Task: Starting at the line containing "Note: point to every instance of the beige" and ending at the line containing "x=74, y=197", rewrite that span of the material with every "table top" changed to "tabletop" and everything else unchanged. Give only those lines.
□ □ □ □
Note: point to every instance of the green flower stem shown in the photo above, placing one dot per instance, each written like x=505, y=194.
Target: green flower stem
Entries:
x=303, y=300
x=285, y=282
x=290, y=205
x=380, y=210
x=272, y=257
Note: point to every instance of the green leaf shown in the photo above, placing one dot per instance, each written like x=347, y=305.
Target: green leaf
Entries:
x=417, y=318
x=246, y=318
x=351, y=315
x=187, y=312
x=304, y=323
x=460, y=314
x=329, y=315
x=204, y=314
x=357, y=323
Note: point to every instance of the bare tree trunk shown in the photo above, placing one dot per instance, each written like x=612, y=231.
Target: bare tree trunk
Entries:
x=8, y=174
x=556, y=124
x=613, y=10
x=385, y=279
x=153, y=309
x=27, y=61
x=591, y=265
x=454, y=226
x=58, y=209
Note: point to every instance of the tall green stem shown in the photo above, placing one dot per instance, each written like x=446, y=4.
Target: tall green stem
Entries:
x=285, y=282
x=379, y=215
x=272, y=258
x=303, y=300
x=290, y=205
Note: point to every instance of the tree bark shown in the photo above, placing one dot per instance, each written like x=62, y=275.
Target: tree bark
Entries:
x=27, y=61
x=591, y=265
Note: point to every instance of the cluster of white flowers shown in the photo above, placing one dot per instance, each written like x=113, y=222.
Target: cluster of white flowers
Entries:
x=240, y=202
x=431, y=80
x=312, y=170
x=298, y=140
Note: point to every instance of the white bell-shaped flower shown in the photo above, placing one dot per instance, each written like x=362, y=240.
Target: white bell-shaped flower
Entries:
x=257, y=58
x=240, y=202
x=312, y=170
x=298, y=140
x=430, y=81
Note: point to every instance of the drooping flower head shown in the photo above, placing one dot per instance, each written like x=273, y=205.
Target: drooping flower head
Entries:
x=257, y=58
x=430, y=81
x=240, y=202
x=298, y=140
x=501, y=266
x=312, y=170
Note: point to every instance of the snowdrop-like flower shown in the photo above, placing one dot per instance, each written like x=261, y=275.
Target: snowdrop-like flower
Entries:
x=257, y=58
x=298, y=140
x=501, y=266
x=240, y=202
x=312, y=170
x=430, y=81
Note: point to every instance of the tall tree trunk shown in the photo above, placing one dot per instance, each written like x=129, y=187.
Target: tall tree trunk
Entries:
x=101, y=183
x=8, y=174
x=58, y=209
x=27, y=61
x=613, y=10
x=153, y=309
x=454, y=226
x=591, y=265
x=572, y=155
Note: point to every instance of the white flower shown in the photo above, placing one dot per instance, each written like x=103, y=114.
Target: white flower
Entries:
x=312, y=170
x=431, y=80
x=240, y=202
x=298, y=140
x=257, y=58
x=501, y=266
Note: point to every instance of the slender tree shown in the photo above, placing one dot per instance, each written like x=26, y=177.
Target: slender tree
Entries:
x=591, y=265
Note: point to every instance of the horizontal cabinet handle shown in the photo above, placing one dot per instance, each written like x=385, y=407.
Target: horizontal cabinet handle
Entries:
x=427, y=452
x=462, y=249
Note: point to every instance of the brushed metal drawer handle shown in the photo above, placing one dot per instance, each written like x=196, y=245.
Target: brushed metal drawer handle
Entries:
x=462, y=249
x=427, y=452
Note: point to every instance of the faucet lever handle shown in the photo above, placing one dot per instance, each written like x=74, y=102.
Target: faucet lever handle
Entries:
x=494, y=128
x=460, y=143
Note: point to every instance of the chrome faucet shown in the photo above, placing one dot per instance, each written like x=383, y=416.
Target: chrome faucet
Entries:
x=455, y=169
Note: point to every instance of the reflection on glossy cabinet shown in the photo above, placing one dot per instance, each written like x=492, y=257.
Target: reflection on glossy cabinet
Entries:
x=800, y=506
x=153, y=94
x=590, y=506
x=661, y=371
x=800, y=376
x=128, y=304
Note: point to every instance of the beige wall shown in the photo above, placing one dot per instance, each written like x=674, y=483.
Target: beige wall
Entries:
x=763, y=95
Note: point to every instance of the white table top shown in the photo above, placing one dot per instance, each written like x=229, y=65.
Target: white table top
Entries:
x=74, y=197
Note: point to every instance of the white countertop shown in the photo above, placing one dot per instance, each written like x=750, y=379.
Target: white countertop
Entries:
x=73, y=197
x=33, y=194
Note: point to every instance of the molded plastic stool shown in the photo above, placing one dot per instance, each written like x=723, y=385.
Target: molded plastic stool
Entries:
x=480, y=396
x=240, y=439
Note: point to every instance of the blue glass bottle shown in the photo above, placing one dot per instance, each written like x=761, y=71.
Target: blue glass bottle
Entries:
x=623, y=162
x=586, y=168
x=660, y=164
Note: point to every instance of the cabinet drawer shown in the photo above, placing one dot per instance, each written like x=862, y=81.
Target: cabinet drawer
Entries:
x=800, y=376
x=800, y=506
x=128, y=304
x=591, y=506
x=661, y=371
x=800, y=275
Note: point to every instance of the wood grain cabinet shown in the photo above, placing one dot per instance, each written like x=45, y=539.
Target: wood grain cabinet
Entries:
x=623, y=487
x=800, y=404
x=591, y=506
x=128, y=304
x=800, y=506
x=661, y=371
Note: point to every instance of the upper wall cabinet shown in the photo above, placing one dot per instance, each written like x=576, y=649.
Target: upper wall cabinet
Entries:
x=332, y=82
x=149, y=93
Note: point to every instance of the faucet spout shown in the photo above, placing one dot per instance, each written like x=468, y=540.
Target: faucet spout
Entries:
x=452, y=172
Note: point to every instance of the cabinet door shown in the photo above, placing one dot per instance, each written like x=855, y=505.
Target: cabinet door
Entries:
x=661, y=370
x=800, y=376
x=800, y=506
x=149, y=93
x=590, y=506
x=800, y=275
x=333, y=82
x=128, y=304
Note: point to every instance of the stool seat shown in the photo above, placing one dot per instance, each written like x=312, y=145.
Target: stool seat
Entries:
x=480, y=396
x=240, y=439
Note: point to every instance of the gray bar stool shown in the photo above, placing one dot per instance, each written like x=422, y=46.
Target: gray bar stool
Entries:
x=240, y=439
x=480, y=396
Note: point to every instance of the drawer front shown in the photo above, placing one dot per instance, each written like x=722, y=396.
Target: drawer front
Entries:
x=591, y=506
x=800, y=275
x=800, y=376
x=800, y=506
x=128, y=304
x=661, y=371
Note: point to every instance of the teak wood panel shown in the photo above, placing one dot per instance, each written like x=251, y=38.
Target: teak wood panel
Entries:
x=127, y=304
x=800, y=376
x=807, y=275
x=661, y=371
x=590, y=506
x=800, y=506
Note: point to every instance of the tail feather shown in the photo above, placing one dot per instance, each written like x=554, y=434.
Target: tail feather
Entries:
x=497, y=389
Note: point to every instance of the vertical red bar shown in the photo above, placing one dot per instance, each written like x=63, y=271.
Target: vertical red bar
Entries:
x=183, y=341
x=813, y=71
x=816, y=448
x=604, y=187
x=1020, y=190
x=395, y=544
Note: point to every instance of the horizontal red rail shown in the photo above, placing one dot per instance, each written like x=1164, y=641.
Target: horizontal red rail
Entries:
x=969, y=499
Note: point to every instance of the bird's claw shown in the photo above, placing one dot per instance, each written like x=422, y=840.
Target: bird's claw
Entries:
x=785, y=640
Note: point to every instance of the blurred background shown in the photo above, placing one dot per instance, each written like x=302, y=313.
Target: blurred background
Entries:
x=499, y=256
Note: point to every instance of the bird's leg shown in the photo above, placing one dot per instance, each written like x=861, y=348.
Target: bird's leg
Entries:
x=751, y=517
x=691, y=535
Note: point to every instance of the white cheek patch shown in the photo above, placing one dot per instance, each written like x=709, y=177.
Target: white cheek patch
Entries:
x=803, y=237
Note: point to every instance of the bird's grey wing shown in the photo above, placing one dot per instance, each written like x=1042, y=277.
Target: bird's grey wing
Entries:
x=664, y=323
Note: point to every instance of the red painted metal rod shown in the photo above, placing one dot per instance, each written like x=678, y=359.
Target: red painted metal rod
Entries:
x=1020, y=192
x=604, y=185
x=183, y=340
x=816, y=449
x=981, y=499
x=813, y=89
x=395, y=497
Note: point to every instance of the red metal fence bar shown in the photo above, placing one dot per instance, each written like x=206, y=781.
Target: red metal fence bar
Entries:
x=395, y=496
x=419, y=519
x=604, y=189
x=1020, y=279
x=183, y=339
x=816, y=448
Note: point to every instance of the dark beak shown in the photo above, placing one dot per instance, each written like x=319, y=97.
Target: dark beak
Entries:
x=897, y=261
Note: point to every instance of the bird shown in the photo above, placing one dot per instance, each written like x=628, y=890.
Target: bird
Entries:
□ □ □ □
Solution to the exercise:
Note: point to every instance of the beige wall shown in the photo above, placing one dot per instance, each written like x=674, y=483.
Target: beige wall
Entries:
x=763, y=95
Note: point to every instance of the white tabletop shown in the photo above, placing one dot per instance, each written like x=229, y=65.
Target: white tabletop
Entries:
x=74, y=197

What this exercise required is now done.